Exercise requirements ▸
Return all lines from the listing below that include the word "black".

[[ Recorded data, beginning ]]

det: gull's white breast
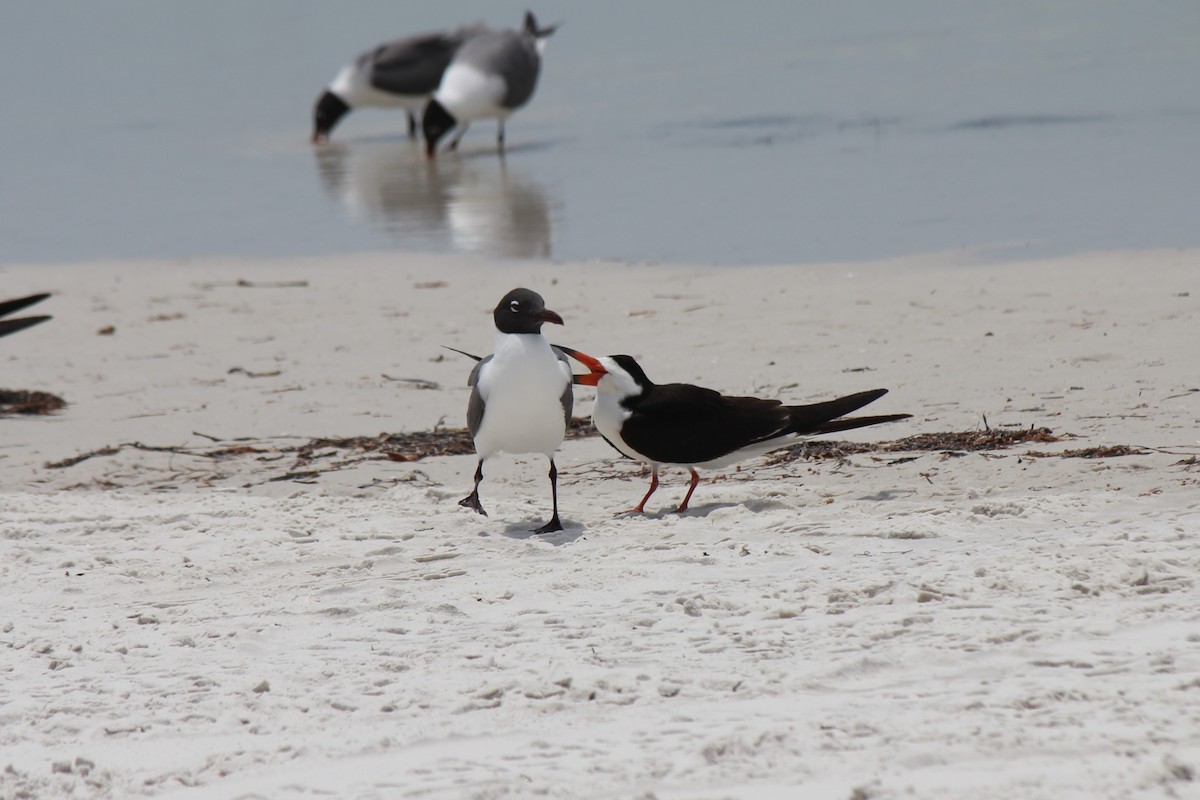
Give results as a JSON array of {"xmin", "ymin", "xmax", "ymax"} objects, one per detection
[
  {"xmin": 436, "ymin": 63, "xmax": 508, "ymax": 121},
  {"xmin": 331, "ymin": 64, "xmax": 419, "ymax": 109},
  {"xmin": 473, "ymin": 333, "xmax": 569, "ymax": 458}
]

[[ Recorded data, end ]]
[[ Recorded data, beginning ]]

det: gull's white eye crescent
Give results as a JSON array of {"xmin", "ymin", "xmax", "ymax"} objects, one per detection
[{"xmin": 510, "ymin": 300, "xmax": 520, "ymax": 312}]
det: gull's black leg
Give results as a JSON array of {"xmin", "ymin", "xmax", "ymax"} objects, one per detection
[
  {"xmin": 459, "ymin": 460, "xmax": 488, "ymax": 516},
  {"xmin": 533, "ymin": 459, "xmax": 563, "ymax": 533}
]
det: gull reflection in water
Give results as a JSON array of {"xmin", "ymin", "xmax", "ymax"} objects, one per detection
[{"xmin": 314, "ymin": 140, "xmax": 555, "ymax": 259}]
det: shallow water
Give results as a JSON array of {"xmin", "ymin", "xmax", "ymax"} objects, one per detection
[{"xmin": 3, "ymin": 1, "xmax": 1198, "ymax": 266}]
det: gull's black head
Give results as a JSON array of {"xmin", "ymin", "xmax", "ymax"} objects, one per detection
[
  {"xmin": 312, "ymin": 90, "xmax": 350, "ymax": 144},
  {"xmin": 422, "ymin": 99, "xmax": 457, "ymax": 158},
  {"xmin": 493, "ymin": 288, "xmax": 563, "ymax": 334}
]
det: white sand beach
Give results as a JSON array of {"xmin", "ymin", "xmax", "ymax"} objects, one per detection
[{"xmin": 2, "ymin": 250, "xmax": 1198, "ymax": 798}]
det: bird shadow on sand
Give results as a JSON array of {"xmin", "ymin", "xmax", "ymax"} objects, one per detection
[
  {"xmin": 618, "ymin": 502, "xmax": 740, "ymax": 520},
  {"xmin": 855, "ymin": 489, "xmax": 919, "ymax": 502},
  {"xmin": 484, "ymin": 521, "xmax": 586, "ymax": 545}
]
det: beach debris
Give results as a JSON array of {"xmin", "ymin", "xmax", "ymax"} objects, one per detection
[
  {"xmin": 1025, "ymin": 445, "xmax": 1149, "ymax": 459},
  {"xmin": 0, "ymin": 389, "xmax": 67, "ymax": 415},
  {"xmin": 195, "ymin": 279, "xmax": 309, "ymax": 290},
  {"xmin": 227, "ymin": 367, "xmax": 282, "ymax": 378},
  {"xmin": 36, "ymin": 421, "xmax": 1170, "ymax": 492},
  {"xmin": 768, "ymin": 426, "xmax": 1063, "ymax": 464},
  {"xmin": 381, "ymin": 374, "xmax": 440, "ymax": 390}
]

[[ Recorded data, end ]]
[[ Recorded data, beginning ]]

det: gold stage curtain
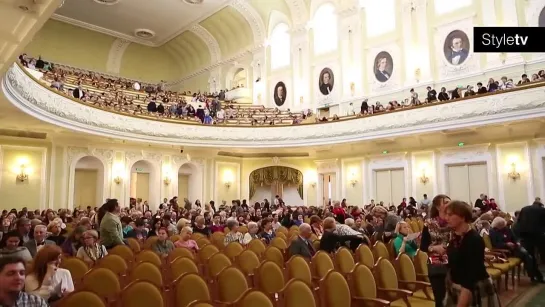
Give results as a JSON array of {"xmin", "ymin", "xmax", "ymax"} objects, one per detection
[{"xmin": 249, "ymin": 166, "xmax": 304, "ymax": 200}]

[[ Recorded data, end ]]

Expected answer ▸
det: gull's black leg
det: gull's black head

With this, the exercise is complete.